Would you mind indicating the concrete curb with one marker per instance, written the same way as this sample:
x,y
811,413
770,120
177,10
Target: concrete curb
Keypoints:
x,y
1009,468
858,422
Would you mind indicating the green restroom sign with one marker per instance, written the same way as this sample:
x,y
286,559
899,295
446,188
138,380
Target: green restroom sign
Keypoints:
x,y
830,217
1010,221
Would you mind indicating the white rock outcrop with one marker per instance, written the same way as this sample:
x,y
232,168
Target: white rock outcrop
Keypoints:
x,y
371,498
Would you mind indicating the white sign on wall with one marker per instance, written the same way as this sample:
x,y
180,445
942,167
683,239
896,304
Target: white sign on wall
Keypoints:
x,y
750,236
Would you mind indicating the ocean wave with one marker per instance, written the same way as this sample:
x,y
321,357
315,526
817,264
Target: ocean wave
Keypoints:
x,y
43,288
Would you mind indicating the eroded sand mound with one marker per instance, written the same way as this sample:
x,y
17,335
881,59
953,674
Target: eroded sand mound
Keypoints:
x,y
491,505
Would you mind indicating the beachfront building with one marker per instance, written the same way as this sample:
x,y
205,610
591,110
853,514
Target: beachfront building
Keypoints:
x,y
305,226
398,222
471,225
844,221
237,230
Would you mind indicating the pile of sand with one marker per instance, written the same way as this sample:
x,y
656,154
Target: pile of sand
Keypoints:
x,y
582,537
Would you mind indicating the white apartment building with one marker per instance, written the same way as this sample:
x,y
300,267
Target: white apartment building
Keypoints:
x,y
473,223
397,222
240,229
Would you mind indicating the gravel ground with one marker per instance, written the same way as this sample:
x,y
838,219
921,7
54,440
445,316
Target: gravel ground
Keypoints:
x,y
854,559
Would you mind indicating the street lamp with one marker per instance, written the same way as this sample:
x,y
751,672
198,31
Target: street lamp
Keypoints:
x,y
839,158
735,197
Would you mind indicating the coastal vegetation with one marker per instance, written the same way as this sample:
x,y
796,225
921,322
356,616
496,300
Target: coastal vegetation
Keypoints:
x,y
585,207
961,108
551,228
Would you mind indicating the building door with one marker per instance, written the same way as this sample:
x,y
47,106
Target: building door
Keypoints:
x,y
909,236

——————

THE PROBLEM:
Reproduce every line of the entries above verbatim, keeping their original order.

WRITTEN SOLUTION:
Would you mind indicating the concrete curb with one marker per instance, written the same way as this sample:
x,y
811,413
770,120
177,10
Target: concrete curb
Keypoints:
x,y
1009,468
858,422
Would you mind indicating the green restroom sign with one marker per instance, written the same way as this sample:
x,y
286,559
899,295
446,188
138,380
Target: green restroom sign
Keypoints:
x,y
830,217
1010,221
Would you mind indicating the white rock outcrop with one marker per instance, written the same way as this sample:
x,y
232,168
Target: white rock outcrop
Keypoints:
x,y
371,498
Would you mind indicating the white sign on wall with one marker per instance, written the same way as this sample:
x,y
180,445
942,167
683,239
896,304
Target: white sign on wall
Keypoints:
x,y
750,236
Would you mind indicating the ocean wave with one marker per instance, written the same way as this sample:
x,y
321,357
315,526
817,264
Target: ocean wave
Keypoints:
x,y
43,288
Would you mind indicating the eroded sand mound with one marker per instance, written the same way as this sample:
x,y
17,335
881,59
953,674
Target: eroded sand mound
Keypoints:
x,y
491,505
Would you mind indicating the beachfront building with one marker per instance, written the same way as this sample:
x,y
205,610
591,110
853,514
Target: beachfront building
Keypoints:
x,y
305,226
398,222
471,225
844,221
237,230
Would you mind indicating the pile of sand with one marker per instance, written the same way as this sample:
x,y
656,154
Target: pile of sand
Keypoints:
x,y
582,537
Would you mind indicating the white apartment building with one marker per instance, written the same way as this sample:
x,y
300,267
Target: white apartment building
Keypoints:
x,y
473,223
397,222
240,229
Would you mind indicating the gravel ground with one marker per instance, written the same way as this sample:
x,y
838,219
921,7
54,440
445,316
Target: gravel ground
Keypoints:
x,y
854,559
Would you mind indicating the street lamp with one marker per instance, written the same way as this sample:
x,y
751,672
198,31
Target: street lamp
Keypoints:
x,y
839,158
735,197
Would you mind indicating the coastal vegetation with one marker per instance, written the same way as this sample:
x,y
796,225
921,322
356,616
496,300
Target: coastal vegetation
Keypoints:
x,y
585,207
961,108
551,228
Would you mind indicating the building door with one marker per instance, written the same way as this sample:
x,y
47,106
Target: building door
Keypoints:
x,y
909,236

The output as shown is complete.